··· Exercise data ···
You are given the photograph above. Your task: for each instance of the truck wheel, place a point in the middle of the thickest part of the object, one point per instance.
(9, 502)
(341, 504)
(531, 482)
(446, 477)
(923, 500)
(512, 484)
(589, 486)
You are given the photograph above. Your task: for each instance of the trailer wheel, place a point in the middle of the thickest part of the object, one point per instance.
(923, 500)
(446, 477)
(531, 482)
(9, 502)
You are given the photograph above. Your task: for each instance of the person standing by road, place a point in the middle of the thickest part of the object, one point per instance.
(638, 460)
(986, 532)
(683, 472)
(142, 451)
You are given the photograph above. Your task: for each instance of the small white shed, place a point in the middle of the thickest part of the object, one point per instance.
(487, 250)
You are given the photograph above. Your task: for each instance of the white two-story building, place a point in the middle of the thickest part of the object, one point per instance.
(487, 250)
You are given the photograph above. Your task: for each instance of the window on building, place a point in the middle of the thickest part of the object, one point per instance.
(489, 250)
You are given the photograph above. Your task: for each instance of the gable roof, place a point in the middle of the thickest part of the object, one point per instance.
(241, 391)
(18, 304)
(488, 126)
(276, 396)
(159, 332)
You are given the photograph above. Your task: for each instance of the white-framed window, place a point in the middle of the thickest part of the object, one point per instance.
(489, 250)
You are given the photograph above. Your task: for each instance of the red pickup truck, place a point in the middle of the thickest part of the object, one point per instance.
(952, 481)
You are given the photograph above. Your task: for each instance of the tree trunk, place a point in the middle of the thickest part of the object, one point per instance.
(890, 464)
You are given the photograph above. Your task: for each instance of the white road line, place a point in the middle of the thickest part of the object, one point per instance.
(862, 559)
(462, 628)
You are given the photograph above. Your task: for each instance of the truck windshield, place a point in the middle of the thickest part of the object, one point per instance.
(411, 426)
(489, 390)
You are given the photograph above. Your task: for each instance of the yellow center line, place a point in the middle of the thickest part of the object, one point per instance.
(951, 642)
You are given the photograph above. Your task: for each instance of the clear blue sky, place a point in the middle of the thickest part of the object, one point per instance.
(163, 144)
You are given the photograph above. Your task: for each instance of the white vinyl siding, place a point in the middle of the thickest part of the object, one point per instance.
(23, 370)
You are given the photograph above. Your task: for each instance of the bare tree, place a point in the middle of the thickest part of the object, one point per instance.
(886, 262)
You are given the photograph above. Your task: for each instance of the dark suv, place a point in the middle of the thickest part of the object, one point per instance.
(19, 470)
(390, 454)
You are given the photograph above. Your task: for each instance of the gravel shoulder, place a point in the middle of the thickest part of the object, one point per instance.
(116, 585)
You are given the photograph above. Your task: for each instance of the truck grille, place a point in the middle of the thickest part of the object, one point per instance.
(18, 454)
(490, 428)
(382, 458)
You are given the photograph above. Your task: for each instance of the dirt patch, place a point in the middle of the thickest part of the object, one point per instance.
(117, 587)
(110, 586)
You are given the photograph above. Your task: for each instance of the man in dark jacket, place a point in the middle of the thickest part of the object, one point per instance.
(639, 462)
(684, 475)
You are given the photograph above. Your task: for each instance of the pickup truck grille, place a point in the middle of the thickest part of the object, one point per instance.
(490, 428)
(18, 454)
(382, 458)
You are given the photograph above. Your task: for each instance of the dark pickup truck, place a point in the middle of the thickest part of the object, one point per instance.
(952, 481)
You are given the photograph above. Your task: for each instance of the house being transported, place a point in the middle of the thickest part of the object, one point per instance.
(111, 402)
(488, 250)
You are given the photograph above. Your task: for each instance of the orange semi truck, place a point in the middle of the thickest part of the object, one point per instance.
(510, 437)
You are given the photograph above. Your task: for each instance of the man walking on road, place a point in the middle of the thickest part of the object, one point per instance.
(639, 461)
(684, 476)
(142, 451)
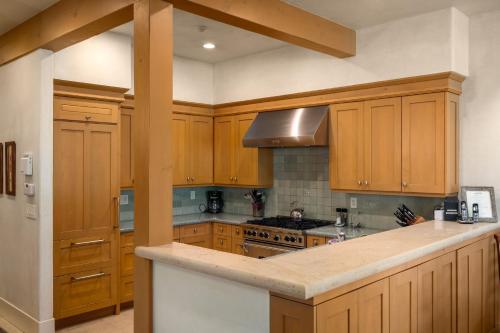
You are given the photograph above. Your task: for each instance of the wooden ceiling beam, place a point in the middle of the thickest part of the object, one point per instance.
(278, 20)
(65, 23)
···
··· Exercise data ···
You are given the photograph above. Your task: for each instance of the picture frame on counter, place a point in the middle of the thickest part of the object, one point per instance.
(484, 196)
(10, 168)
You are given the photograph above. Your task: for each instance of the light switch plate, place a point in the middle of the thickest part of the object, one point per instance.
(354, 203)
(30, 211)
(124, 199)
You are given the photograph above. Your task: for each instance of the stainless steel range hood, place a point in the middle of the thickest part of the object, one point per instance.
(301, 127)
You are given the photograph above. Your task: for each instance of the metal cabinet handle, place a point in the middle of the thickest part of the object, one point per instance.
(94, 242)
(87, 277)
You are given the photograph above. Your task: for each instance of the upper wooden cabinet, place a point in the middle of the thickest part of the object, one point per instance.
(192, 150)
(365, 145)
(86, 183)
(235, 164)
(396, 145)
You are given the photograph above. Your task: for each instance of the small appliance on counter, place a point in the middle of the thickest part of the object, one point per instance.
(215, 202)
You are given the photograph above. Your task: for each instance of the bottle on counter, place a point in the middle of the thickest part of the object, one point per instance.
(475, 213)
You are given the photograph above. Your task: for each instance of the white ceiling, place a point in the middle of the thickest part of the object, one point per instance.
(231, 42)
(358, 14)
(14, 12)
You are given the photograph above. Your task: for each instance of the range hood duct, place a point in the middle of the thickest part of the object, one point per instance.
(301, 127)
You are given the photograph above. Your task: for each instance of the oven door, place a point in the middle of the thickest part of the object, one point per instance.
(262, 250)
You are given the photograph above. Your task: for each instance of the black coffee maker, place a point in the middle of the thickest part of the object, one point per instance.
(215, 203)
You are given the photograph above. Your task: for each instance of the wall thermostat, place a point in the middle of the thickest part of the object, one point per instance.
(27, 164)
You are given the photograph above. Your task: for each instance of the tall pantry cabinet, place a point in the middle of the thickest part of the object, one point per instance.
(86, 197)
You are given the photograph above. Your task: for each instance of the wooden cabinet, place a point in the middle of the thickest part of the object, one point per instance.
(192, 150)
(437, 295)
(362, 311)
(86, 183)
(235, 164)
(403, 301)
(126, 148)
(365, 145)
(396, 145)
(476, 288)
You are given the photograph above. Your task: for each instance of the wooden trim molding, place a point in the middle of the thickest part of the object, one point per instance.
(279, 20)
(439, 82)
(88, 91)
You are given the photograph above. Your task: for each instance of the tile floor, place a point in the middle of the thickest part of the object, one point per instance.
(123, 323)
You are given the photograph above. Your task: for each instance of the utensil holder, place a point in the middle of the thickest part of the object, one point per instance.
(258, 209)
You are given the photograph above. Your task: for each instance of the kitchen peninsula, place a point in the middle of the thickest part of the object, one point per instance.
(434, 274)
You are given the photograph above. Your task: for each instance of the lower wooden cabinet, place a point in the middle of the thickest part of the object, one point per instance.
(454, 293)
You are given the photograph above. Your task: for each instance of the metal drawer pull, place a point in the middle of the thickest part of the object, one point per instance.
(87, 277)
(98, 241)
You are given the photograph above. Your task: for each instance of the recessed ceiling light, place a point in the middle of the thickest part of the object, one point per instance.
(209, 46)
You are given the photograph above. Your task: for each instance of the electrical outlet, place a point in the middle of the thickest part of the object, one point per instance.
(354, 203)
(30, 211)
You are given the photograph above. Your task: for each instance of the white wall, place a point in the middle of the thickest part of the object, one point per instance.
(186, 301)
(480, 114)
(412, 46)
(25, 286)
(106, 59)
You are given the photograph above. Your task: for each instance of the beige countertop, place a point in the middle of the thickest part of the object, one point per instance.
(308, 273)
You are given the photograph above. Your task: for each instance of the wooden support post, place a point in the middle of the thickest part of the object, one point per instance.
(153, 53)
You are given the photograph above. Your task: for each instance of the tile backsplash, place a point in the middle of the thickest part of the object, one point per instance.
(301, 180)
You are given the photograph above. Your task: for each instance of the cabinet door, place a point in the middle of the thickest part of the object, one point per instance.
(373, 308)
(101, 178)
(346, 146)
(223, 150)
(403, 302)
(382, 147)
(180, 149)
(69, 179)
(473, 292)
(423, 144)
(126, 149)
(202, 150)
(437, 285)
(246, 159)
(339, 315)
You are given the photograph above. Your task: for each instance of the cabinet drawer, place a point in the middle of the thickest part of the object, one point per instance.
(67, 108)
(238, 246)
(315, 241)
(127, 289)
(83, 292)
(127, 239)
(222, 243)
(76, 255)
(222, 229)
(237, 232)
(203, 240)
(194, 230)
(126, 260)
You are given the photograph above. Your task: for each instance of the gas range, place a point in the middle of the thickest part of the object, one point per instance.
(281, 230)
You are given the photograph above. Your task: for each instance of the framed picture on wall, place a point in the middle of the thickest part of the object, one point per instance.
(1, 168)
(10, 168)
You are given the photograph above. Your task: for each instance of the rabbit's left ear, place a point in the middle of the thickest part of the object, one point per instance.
···
Written exercise: Copy out everything from the line containing "of the framed" down to the line containing "of the rabbit's", swapping "thickest part" for "widest part" and leaving all else unchanged.

Result:
You are given the photograph above. Your task: for each instance of the framed picture on wall, place a point in the middle of the widest part of the object, one point per instance.
(1, 168)
(10, 168)
You are given the photograph above. Your task: for each instance of the rabbit's left ear, place a point in the middle of the widest part of the object, one point per instance.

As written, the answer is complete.